+++ Material shown
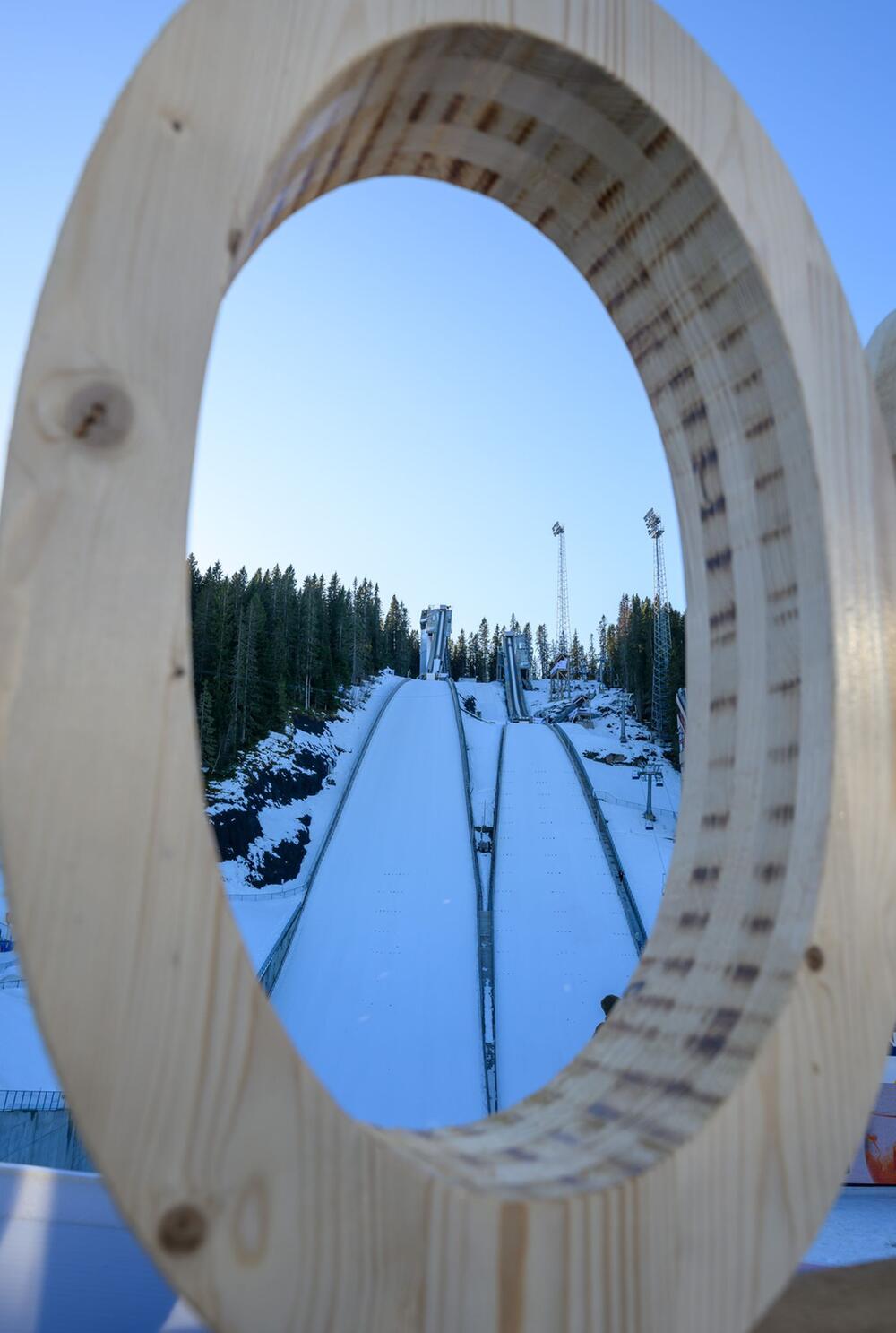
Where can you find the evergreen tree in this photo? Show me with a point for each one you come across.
(483, 652)
(205, 720)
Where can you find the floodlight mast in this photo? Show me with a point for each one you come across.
(661, 632)
(560, 679)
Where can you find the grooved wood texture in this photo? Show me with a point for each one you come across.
(671, 1177)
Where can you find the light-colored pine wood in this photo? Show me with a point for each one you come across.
(674, 1174)
(882, 363)
(836, 1300)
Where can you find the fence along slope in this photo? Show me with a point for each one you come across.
(765, 982)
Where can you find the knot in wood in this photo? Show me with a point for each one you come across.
(182, 1229)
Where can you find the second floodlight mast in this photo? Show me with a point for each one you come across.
(560, 664)
(661, 632)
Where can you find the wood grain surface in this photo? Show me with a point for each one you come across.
(674, 1174)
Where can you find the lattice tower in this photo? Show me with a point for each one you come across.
(564, 636)
(661, 631)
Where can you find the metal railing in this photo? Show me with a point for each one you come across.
(24, 1100)
(484, 924)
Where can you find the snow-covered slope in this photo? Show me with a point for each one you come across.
(380, 990)
(562, 940)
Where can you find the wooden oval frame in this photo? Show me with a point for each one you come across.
(674, 1174)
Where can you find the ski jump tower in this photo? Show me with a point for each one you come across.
(174, 1061)
(661, 634)
(560, 664)
(435, 632)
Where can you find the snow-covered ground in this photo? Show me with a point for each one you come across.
(252, 799)
(380, 988)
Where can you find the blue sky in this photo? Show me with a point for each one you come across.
(409, 382)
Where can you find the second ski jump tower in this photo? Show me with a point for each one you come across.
(435, 632)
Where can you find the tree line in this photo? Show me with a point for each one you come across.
(265, 645)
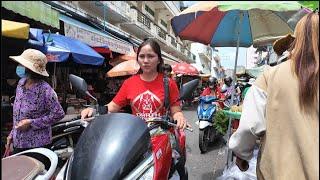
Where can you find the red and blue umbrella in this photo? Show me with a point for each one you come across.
(235, 24)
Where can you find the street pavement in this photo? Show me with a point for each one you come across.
(205, 166)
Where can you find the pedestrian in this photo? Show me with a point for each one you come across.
(281, 109)
(147, 96)
(36, 106)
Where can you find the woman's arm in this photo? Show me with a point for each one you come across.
(252, 124)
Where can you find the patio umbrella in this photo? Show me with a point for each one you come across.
(59, 48)
(125, 68)
(234, 24)
(185, 69)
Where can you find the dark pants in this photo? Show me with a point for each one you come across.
(17, 150)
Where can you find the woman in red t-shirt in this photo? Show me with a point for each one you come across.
(144, 92)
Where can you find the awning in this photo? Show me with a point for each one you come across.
(14, 29)
(92, 36)
(36, 10)
(59, 48)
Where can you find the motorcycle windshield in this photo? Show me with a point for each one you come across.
(110, 147)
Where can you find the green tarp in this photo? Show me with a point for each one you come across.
(36, 10)
(255, 72)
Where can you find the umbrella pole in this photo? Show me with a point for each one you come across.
(229, 154)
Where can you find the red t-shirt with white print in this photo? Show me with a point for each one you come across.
(146, 98)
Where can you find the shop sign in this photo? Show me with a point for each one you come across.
(36, 10)
(96, 40)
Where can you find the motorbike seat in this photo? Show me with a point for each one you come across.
(21, 167)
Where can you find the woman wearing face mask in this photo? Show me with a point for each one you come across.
(36, 106)
(144, 92)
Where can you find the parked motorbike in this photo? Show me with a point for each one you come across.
(38, 164)
(65, 135)
(206, 111)
(123, 146)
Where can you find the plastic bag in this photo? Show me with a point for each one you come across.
(233, 172)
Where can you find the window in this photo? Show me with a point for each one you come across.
(149, 10)
(163, 23)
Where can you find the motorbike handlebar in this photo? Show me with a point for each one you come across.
(161, 120)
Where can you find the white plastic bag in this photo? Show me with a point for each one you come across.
(233, 172)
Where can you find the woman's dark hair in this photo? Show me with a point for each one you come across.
(156, 48)
(35, 76)
(305, 55)
(167, 67)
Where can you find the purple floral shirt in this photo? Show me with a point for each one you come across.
(39, 104)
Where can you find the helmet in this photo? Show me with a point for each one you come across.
(213, 81)
(228, 81)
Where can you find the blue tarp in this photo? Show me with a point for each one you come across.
(59, 48)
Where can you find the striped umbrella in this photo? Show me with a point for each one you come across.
(235, 24)
(221, 23)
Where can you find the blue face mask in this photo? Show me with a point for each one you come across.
(21, 71)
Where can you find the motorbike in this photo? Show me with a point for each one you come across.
(65, 135)
(38, 164)
(206, 111)
(123, 146)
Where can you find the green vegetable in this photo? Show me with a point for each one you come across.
(221, 122)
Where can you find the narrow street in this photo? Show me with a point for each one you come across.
(205, 166)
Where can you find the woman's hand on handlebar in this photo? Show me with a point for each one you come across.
(87, 112)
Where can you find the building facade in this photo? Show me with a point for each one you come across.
(133, 21)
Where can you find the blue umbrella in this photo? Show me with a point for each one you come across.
(59, 48)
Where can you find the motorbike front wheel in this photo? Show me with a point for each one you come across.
(203, 140)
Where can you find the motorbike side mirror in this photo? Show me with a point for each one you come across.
(80, 84)
(187, 89)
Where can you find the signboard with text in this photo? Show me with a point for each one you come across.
(96, 40)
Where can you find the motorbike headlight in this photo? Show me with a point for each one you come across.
(148, 174)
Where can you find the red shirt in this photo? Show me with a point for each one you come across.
(146, 98)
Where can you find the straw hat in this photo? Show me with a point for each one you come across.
(283, 44)
(34, 60)
(251, 81)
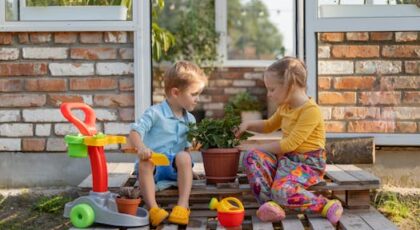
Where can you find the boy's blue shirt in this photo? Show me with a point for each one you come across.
(162, 131)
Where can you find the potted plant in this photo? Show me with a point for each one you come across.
(247, 106)
(218, 142)
(67, 10)
(128, 200)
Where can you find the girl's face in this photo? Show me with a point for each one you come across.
(188, 98)
(276, 89)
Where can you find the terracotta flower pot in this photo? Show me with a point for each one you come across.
(220, 165)
(127, 206)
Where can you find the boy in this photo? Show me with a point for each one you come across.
(163, 128)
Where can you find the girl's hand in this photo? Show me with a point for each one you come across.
(241, 129)
(144, 153)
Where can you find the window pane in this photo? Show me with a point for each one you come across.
(64, 10)
(11, 10)
(260, 29)
(367, 8)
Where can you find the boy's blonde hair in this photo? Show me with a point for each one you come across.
(290, 71)
(181, 75)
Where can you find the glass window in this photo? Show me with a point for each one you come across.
(367, 8)
(260, 29)
(68, 10)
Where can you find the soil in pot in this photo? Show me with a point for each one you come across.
(220, 165)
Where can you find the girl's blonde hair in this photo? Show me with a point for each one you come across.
(181, 75)
(290, 71)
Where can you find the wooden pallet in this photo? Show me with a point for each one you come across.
(349, 183)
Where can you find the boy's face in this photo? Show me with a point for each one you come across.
(276, 89)
(188, 98)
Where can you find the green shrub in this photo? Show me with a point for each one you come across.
(217, 133)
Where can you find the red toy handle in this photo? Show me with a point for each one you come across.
(87, 127)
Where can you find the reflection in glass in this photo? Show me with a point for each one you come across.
(11, 10)
(260, 29)
(367, 8)
(34, 10)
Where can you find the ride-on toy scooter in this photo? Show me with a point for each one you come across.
(99, 206)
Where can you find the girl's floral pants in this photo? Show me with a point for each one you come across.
(285, 180)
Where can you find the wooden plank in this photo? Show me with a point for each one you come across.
(358, 199)
(375, 219)
(359, 150)
(363, 176)
(167, 226)
(320, 223)
(198, 223)
(350, 221)
(257, 224)
(339, 176)
(292, 224)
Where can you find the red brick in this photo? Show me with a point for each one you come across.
(406, 127)
(23, 69)
(332, 37)
(23, 38)
(6, 38)
(404, 51)
(380, 98)
(381, 36)
(335, 98)
(126, 114)
(357, 36)
(127, 84)
(93, 53)
(91, 37)
(371, 127)
(335, 126)
(22, 100)
(10, 85)
(40, 37)
(355, 51)
(114, 100)
(57, 99)
(355, 113)
(411, 97)
(47, 85)
(65, 37)
(412, 67)
(93, 83)
(354, 83)
(324, 82)
(33, 144)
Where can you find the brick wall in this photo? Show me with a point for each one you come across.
(224, 83)
(39, 71)
(370, 82)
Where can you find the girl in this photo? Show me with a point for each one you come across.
(280, 172)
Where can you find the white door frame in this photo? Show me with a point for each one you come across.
(314, 25)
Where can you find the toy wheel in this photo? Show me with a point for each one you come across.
(82, 216)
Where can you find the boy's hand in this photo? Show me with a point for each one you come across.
(144, 153)
(241, 129)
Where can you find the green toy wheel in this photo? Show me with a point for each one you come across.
(82, 216)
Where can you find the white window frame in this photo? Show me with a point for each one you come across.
(140, 26)
(221, 27)
(314, 25)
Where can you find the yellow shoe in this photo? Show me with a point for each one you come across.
(179, 215)
(157, 215)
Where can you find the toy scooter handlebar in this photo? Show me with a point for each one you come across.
(87, 127)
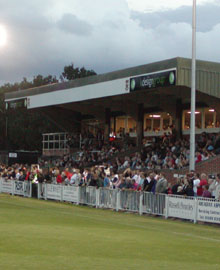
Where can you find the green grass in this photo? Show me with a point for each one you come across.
(48, 235)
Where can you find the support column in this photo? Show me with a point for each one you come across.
(140, 124)
(178, 118)
(107, 124)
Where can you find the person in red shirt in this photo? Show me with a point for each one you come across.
(203, 182)
(198, 157)
(59, 177)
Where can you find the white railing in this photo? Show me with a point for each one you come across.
(190, 208)
(15, 187)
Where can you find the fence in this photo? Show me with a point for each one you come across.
(190, 208)
(15, 187)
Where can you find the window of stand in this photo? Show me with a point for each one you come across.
(157, 122)
(210, 118)
(205, 118)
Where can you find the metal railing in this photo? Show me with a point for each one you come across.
(190, 208)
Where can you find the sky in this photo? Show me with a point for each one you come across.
(43, 36)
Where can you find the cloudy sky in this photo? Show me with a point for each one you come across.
(105, 35)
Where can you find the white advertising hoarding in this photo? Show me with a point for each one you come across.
(208, 211)
(70, 193)
(54, 192)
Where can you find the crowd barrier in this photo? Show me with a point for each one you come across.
(15, 187)
(190, 208)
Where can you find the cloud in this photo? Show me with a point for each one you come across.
(100, 35)
(207, 17)
(71, 24)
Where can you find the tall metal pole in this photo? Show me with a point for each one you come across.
(193, 91)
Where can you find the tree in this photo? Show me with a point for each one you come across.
(71, 73)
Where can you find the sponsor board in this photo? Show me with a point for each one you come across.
(19, 188)
(70, 193)
(54, 192)
(208, 211)
(6, 186)
(163, 78)
(181, 207)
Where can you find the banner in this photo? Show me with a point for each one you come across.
(153, 80)
(181, 207)
(70, 193)
(208, 211)
(54, 192)
(7, 186)
(19, 188)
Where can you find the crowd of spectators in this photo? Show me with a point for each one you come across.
(159, 153)
(192, 184)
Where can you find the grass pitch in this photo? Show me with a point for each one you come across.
(57, 236)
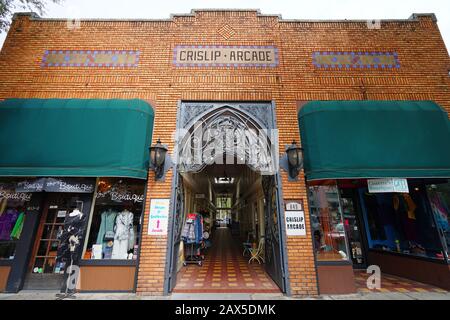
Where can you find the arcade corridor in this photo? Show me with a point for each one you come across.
++++++
▶ **Your instructions**:
Leave the pictures out, and reproduce only the lines from the line holding "Where can you find the white advertising" through the last line of the material, both included.

▶ **Answer for this exercise**:
Where can you find the white advertising hoarding in this photo? Show me with a point for each one you come across.
(208, 211)
(70, 193)
(54, 192)
Where can you find the crowd barrier in this photo? Show me with a point for each one you come across.
(15, 187)
(190, 208)
Where can you find the cloud in this photo? Show me with a point for each one you come across.
(100, 35)
(207, 17)
(71, 24)
Where can you find the tall metal pole in this photo? Show me with a point for each one you come across.
(193, 91)
Where can you find the tree in this photo? Show me with a point for each one you come across.
(71, 73)
Where can you find the sponsor board in this photo? Show me with a point for each one you come across.
(19, 188)
(70, 193)
(54, 192)
(208, 211)
(6, 186)
(163, 78)
(181, 207)
Where can you find the banner in this photo? Show me with a point for each one you come across.
(153, 80)
(181, 207)
(70, 193)
(208, 211)
(54, 192)
(7, 186)
(19, 188)
Where can you find the crowd of spectators in this photo? Show me with a point for each one you come across.
(159, 153)
(192, 184)
Where can you find the grass pitch in this photo? Show me with a point for each one you come across.
(57, 236)
Where can you find the arcade corridor in this photo? Show me with a point for each one you come across.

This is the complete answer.